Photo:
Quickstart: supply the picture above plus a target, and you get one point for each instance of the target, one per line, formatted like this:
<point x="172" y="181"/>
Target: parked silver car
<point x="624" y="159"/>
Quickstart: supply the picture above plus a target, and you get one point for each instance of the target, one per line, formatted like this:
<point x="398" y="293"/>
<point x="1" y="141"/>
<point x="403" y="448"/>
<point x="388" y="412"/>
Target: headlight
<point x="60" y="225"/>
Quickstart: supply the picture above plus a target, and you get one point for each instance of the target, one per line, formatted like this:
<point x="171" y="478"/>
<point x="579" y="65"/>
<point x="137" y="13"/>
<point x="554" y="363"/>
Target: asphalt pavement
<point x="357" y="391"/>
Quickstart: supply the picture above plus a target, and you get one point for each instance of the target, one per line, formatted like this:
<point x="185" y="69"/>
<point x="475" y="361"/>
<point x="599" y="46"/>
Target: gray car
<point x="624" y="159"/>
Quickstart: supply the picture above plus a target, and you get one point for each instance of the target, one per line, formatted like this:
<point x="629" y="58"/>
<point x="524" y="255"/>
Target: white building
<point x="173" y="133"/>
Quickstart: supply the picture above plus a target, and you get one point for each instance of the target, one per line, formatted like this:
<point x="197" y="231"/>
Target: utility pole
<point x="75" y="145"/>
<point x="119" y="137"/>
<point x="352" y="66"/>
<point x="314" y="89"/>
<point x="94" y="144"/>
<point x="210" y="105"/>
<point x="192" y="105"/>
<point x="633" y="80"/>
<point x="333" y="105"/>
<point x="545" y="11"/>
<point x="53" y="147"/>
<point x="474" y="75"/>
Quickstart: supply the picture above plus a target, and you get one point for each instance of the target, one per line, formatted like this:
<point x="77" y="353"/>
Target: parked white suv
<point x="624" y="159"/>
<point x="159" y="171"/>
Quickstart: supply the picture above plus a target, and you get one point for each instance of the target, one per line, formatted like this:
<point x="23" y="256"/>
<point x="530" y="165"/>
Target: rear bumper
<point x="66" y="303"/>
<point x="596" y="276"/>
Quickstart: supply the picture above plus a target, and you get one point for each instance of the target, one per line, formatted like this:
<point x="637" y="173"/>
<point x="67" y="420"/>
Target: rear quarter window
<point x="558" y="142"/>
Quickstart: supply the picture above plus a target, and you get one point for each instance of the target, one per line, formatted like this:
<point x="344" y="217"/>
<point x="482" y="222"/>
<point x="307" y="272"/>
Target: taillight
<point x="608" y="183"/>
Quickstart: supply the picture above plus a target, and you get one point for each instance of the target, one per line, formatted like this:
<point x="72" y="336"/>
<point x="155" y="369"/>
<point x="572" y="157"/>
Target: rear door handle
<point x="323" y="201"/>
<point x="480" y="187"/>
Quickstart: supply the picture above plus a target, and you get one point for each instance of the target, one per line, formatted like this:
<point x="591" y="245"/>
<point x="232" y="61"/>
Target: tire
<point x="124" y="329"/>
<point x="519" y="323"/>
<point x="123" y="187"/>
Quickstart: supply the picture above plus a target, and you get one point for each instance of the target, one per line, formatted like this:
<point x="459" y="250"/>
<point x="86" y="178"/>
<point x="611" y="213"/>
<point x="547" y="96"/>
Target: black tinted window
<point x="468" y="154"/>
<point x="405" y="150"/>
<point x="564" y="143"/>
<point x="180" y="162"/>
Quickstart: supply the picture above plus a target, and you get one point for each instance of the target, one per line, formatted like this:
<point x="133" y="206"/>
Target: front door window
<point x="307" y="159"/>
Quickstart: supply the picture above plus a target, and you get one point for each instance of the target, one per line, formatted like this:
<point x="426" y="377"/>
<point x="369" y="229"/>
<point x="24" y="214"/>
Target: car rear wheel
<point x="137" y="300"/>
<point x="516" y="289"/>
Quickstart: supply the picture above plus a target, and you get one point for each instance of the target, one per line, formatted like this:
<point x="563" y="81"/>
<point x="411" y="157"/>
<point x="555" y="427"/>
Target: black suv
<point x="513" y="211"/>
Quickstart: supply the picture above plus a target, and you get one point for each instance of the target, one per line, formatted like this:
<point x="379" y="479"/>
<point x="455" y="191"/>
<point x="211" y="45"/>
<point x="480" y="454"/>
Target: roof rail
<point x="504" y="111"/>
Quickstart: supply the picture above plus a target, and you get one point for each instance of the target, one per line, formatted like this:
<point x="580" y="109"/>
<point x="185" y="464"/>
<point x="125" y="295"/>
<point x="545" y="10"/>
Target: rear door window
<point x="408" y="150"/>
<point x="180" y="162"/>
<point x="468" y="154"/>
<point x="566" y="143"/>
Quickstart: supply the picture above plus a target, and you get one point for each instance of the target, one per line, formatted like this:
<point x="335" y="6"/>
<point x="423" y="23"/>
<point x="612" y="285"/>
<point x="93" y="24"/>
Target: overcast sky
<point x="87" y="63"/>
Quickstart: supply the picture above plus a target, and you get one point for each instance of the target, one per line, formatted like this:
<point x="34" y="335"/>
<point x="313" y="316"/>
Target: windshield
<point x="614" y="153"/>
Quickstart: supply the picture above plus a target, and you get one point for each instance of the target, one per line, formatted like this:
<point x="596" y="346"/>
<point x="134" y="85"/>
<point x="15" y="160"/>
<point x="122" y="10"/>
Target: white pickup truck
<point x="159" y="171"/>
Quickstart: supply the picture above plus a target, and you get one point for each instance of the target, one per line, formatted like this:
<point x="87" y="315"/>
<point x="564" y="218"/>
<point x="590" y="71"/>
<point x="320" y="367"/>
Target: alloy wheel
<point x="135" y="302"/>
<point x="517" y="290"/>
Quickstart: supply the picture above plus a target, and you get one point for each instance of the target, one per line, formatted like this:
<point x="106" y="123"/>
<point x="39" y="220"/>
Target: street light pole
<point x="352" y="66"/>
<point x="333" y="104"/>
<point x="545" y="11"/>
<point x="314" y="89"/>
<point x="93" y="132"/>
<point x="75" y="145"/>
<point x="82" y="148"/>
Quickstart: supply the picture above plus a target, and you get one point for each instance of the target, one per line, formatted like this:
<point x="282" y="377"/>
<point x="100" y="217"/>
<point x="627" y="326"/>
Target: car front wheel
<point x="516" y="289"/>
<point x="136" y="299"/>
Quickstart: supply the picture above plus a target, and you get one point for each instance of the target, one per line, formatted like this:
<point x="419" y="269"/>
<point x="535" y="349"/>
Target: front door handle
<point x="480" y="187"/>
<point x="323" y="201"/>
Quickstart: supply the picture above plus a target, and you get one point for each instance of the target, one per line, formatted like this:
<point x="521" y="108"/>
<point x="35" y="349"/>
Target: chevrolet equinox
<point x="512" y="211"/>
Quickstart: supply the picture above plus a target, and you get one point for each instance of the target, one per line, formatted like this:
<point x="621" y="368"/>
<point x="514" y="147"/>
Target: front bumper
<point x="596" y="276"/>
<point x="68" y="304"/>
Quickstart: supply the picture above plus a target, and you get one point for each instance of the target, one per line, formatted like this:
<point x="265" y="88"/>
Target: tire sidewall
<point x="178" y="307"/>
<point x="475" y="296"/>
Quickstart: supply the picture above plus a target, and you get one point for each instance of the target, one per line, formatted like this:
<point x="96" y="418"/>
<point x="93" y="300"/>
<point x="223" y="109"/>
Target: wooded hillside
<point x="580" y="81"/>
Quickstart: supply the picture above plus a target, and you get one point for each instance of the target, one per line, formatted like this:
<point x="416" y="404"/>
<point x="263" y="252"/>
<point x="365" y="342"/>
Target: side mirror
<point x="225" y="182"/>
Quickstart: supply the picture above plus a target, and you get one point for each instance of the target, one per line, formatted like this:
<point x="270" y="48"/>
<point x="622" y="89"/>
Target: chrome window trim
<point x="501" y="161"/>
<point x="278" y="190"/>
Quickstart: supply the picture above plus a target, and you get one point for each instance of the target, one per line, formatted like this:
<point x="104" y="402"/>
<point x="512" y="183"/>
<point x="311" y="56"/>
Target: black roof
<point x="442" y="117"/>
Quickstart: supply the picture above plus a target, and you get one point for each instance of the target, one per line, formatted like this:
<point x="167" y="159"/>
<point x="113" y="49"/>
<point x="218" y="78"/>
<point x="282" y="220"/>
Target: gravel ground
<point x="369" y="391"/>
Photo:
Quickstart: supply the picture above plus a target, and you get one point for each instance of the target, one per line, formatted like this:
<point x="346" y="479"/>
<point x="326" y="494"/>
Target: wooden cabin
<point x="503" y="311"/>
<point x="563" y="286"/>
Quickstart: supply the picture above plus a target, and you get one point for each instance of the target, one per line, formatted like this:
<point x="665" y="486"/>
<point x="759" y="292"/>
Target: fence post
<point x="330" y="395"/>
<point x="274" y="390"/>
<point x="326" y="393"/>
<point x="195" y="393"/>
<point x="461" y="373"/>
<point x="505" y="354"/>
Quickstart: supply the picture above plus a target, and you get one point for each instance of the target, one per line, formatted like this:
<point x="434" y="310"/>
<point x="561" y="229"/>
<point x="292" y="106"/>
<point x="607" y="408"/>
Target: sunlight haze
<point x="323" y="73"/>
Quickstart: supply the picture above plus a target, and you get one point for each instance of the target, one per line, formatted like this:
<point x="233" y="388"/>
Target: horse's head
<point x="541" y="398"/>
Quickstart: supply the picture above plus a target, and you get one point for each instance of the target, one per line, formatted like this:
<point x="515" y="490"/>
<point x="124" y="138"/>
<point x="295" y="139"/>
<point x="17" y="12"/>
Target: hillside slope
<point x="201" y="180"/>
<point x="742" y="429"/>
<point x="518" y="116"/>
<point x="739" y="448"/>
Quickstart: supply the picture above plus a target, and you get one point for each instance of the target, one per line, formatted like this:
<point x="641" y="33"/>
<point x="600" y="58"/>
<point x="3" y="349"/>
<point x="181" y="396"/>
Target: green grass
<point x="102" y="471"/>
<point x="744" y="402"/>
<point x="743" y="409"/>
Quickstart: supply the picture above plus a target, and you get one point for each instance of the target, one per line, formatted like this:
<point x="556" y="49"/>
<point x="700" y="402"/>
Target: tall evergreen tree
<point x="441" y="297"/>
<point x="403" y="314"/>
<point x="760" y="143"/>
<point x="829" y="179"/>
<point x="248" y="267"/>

# TO BE DONE
Please pull out each line of the rows above that contains the string "pole".

# SOLUTION FOR THIS TASK
Target: utility pole
Target: street light pole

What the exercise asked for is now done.